- _TASK TO CARRY OUT_
For this exercise, copy each line of the records that contains the word "pixels".

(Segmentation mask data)
----------
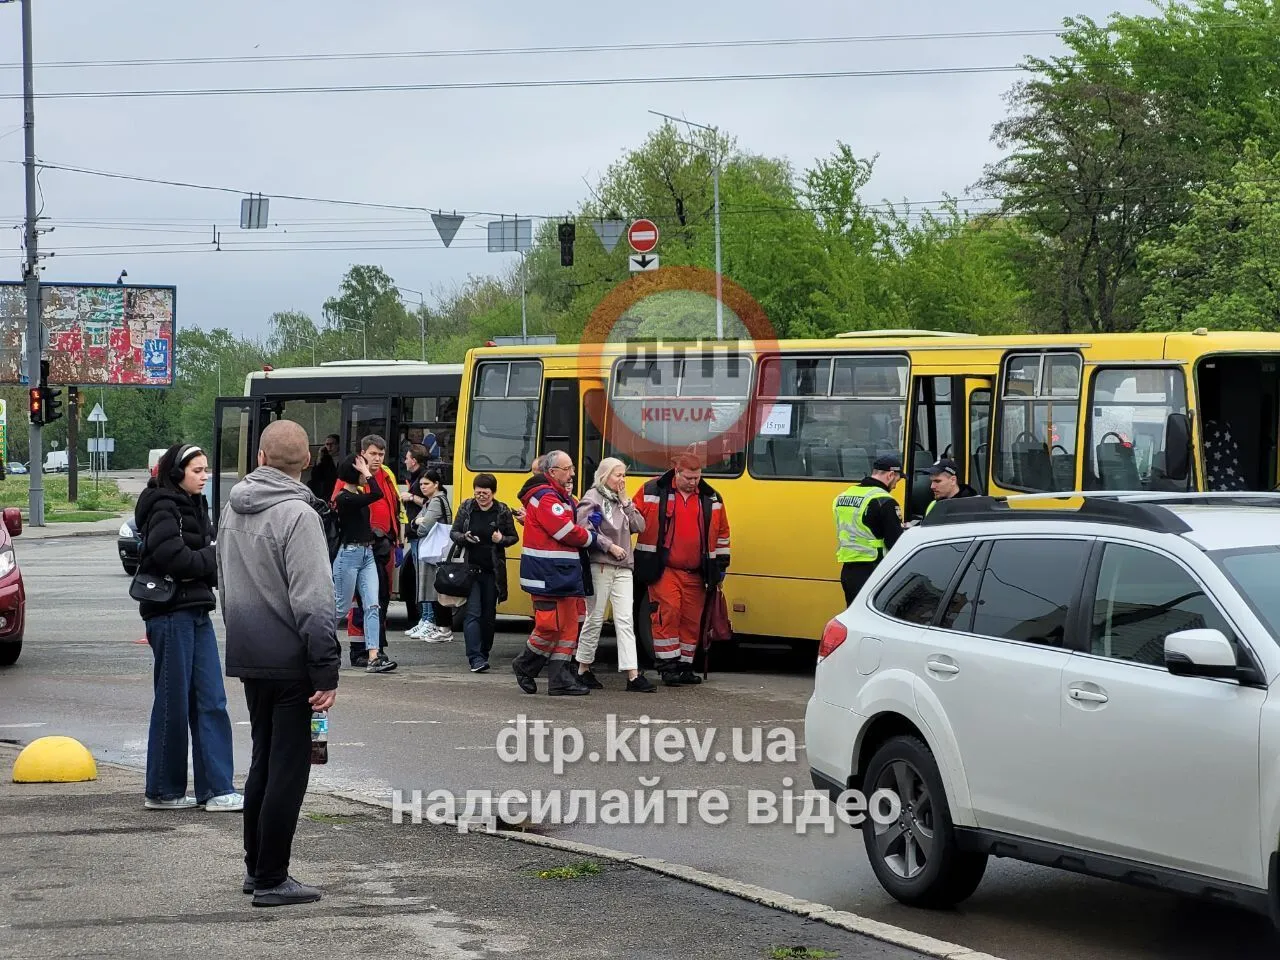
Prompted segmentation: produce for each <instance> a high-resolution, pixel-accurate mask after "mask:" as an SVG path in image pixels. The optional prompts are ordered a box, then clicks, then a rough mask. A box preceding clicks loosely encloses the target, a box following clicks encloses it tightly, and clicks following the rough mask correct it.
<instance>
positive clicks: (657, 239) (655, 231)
mask: <svg viewBox="0 0 1280 960" xmlns="http://www.w3.org/2000/svg"><path fill="white" fill-rule="evenodd" d="M627 243H630V244H631V250H634V251H635V252H636V253H648V252H649V251H650V250H653V248H654V247H657V246H658V224H655V223H654V221H653V220H636V221H635V223H632V224H631V225H630V227H628V228H627Z"/></svg>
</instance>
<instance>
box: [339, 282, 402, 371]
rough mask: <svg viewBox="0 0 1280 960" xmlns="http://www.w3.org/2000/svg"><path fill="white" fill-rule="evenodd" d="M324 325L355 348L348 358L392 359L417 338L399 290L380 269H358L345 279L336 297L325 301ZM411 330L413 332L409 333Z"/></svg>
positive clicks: (339, 286)
mask: <svg viewBox="0 0 1280 960" xmlns="http://www.w3.org/2000/svg"><path fill="white" fill-rule="evenodd" d="M324 310H325V323H326V329H328V330H330V332H342V333H343V334H344V335H346V337H347V338H348V340H349V343H351V344H352V346H351V347H348V348H347V356H348V357H349V358H353V360H356V358H360V357H362V356H365V348H366V346H367V351H369V358H370V360H374V358H389V357H393V355H394V353H396V346H397V343H399V342H401V340H403V339H406V338H408V337H410V335H411V334H413V335H416V334H417V330H419V328H417V320H411V319H410V315H408V311H406V310H404V303H403V301H402V300H401V296H399V293H398V291H397V289H396V282H394V280H393V279H392V278H390V275H389V274H388V273H387V271H385V270H383V269H381V268H380V266H370V265H356V266H353V268H351V269H349V270H348V271H347V275H346V276H343V278H342V284H340V285H339V292H338V296H337V297H330V298H329V300H326V301H325V305H324ZM410 328H412V330H411V329H410Z"/></svg>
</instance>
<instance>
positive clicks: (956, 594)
mask: <svg viewBox="0 0 1280 960" xmlns="http://www.w3.org/2000/svg"><path fill="white" fill-rule="evenodd" d="M982 571H983V564H982V550H980V549H979V550H978V552H977V553H974V554H973V559H972V561H969V566H968V568H966V570H965V572H964V576H963V577H960V582H959V584H956V589H955V593H952V594H951V600H950V602H948V603H947V612H946V613H945V614H942V622H941V623H938V626H940V627H942V628H943V630H959V631H961V632H965V634H968V632H970V631H972V630H973V612H974V611H975V609H978V584H980V582H982Z"/></svg>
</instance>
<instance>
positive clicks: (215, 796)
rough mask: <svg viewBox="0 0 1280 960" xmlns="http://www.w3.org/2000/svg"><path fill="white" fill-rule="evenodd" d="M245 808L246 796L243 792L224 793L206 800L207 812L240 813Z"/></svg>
mask: <svg viewBox="0 0 1280 960" xmlns="http://www.w3.org/2000/svg"><path fill="white" fill-rule="evenodd" d="M243 809H244V797H243V795H241V794H223V795H221V796H211V797H209V799H207V800H206V801H205V812H206V813H239V812H241V810H243Z"/></svg>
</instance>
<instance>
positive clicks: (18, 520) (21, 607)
mask: <svg viewBox="0 0 1280 960" xmlns="http://www.w3.org/2000/svg"><path fill="white" fill-rule="evenodd" d="M19 534H22V511H20V509H18V508H17V507H6V508H5V511H4V524H3V525H0V667H9V666H12V664H14V663H17V662H18V654H19V653H22V634H23V630H24V628H26V626H27V589H26V588H24V586H23V584H22V571H20V570H19V568H18V556H17V554H15V553H14V550H13V538H15V536H18V535H19Z"/></svg>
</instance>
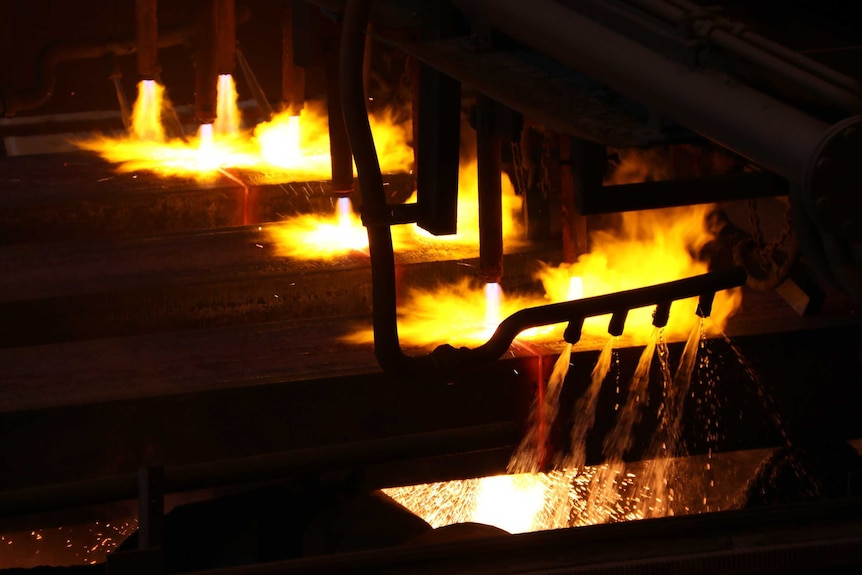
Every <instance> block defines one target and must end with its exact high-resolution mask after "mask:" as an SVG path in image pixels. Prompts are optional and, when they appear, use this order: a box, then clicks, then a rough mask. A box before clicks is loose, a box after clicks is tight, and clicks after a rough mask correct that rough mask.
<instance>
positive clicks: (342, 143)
mask: <svg viewBox="0 0 862 575" xmlns="http://www.w3.org/2000/svg"><path fill="white" fill-rule="evenodd" d="M327 60H328V61H327V63H326V109H327V116H328V117H329V162H330V166H331V170H332V171H331V175H332V191H333V193H335V194H338V195H345V196H346V195H349V194H350V192H352V191H353V151H352V150H351V146H350V139H349V138H348V136H347V128H346V127H345V124H344V112H343V111H342V104H341V89H340V88H339V84H340V82H341V81H340V79H339V70H338V51H333V52H332V53H331V54H328V55H327ZM360 75H361V74H360ZM362 93H363V94H364V93H365V92H364V90H363V92H362Z"/></svg>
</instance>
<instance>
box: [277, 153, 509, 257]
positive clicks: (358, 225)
mask: <svg viewBox="0 0 862 575" xmlns="http://www.w3.org/2000/svg"><path fill="white" fill-rule="evenodd" d="M382 148H383V147H381V149H382ZM327 159H328V157H327ZM402 160H405V161H406V157H405V158H402ZM501 183H502V186H503V214H504V215H503V237H504V239H505V240H506V241H507V242H508V243H509V244H519V243H521V242H520V240H519V238H520V235H521V226H520V222H519V220H518V214H519V212H520V209H521V198H520V197H519V196H518V195H517V194H515V189H514V187H513V186H512V184H511V182H510V181H509V178H508V177H507V176H506V175H505V174H504V175H503V176H502V179H501ZM477 198H478V181H477V178H476V162H475V160H474V161H471V162H466V163H465V164H464V165H462V166H461V169H460V170H459V178H458V233H457V234H452V235H448V236H434V235H432V234H430V233H428V232H426V231H425V230H423V229H422V228H420V227H419V226H417V225H403V226H394V227H393V228H392V241H393V246H394V248H395V249H396V250H397V251H408V250H421V251H422V252H423V253H424V254H426V255H427V256H430V257H432V258H433V259H435V260H440V259H445V258H450V257H452V256H453V255H457V257H475V256H476V255H477V252H478V247H477V246H478V244H479V231H478V230H479V223H478V222H479V211H478V203H477V202H478V200H477ZM408 201H415V194H414V196H413V197H411V198H410V199H409V200H408ZM338 218H339V215H338V214H337V213H334V212H333V213H332V214H329V215H316V214H306V215H301V216H297V217H293V218H289V219H287V220H285V221H283V222H280V223H279V224H278V225H275V226H269V228H268V231H269V233H270V238H271V240H272V242H273V243H274V244H275V245H276V250H277V253H278V254H279V255H281V256H285V257H291V258H296V259H333V258H338V257H341V256H343V255H345V254H347V253H349V252H353V251H366V250H367V248H368V240H367V236H366V232H365V229H364V228H363V227H362V223H361V221H360V219H359V218H358V217H356V216H355V215H351V217H350V218H349V224H348V225H346V226H345V224H344V223H343V220H342V223H340V224H339V223H338V222H339V220H338ZM308 246H311V249H307V248H308Z"/></svg>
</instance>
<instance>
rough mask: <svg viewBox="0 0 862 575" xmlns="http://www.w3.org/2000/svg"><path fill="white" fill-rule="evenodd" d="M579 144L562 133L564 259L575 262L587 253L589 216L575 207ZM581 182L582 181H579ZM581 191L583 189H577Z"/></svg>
mask: <svg viewBox="0 0 862 575" xmlns="http://www.w3.org/2000/svg"><path fill="white" fill-rule="evenodd" d="M575 150H577V146H576V145H575V144H574V142H573V141H572V138H571V137H569V136H566V135H565V134H560V203H561V204H562V210H561V213H562V224H561V230H562V236H563V261H564V262H566V263H574V262H575V261H577V259H578V258H579V257H580V256H581V255H583V254H585V253H587V251H588V246H587V217H586V216H584V215H582V214H581V213H580V212H578V210H577V209H576V208H575V193H576V187H578V185H577V184H576V182H575V172H574V170H573V167H572V162H573V161H574V154H573V152H574V151H575ZM578 184H580V182H578ZM577 192H581V190H577Z"/></svg>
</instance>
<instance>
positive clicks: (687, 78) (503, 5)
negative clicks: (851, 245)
mask: <svg viewBox="0 0 862 575" xmlns="http://www.w3.org/2000/svg"><path fill="white" fill-rule="evenodd" d="M455 3H456V4H457V5H459V6H460V7H461V8H462V9H463V10H464V11H465V12H467V13H468V14H472V15H473V16H474V17H476V18H479V19H482V20H484V21H486V22H488V23H489V24H491V25H492V26H494V27H495V28H497V29H499V30H501V31H503V32H505V33H506V34H508V35H510V36H512V37H513V38H515V39H517V40H519V41H521V42H523V43H525V44H527V45H529V46H532V47H533V48H535V49H538V50H540V51H542V52H545V53H546V54H548V55H550V56H553V57H555V58H557V59H558V60H560V61H561V62H563V63H565V64H567V65H569V66H572V67H574V68H576V69H577V70H579V71H581V72H583V73H586V74H587V75H589V76H591V77H592V78H593V79H595V80H597V81H598V82H600V83H602V84H605V85H607V86H609V87H610V88H612V89H614V90H617V91H619V92H621V93H623V94H628V95H631V96H636V97H637V99H638V100H640V101H642V102H643V103H645V104H647V105H649V106H653V107H655V108H657V109H658V110H660V111H661V112H662V113H664V114H666V115H668V116H669V117H672V118H674V119H675V120H677V121H678V122H680V123H681V124H683V125H685V126H686V127H688V128H689V129H691V130H694V131H695V132H698V133H700V134H702V135H704V136H705V137H707V138H709V139H711V140H713V141H715V142H717V143H719V144H721V145H723V146H725V147H727V148H729V149H731V150H734V151H735V152H737V153H739V154H741V155H743V156H745V157H747V158H749V159H751V160H753V161H755V162H756V163H758V164H761V165H762V166H764V167H766V168H767V169H770V170H772V171H774V172H777V173H779V174H781V175H783V176H784V177H786V178H788V179H790V180H794V181H800V180H802V179H803V177H804V174H805V168H804V167H805V166H807V164H808V162H809V160H810V158H811V157H812V156H813V155H814V153H815V151H816V150H817V148H818V146H819V144H820V142H821V140H822V139H823V137H824V135H825V134H826V132H827V130H828V129H829V126H828V124H826V123H824V122H822V121H820V120H817V119H815V118H812V117H810V116H808V115H806V114H804V113H802V112H799V111H798V110H795V109H793V108H791V107H789V106H787V105H785V104H783V103H781V102H779V101H778V100H776V99H774V98H771V97H769V96H766V95H764V94H762V93H760V92H757V91H756V90H754V89H752V88H749V87H747V86H745V85H742V84H738V83H735V82H733V81H732V80H731V79H730V78H729V77H728V76H726V75H725V74H722V73H719V72H717V71H714V70H692V69H690V68H689V67H686V66H683V65H681V64H678V63H675V62H673V61H671V60H668V59H667V58H664V57H662V56H660V55H658V54H656V53H654V52H652V51H650V50H648V49H646V48H644V47H643V46H641V45H639V44H637V43H635V42H633V41H631V40H629V39H628V38H626V37H624V36H622V35H620V34H617V33H616V32H614V31H612V30H610V29H608V28H605V27H604V26H601V25H599V24H597V23H596V22H594V21H592V20H590V19H588V18H585V17H583V16H581V15H579V14H578V13H576V12H574V11H572V10H569V9H566V8H565V7H564V6H562V5H561V4H559V3H557V2H554V1H552V0H536V1H535V2H531V3H529V4H526V3H523V2H518V1H516V0H500V1H492V0H455ZM597 46H601V47H602V49H596V47H597Z"/></svg>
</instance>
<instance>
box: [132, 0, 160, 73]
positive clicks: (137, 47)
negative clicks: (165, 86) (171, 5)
----------
- _ANSWER BOX_
Prompted segmentation: produce for each <instance> a high-resolution, pixel-accurate mask after "mask:" as an SVG path in image pixels. The optional prompts are ordered a box, then clicks, then a rough mask. A box preceding clicks loosely encloses the target, a box following clicks encloses it tightly, and clicks following the rough mask correct it.
Every <instance> block defines one target and must end with its exact high-resolution mask after "mask:" as an SVG path in image pixels. Prompts are optional and, when they appear, use this order: a box, then clicks, then a rough mask. A box before clicks is loose, a box after clicks is tight, and clicks after a rough mask correct that rough mask.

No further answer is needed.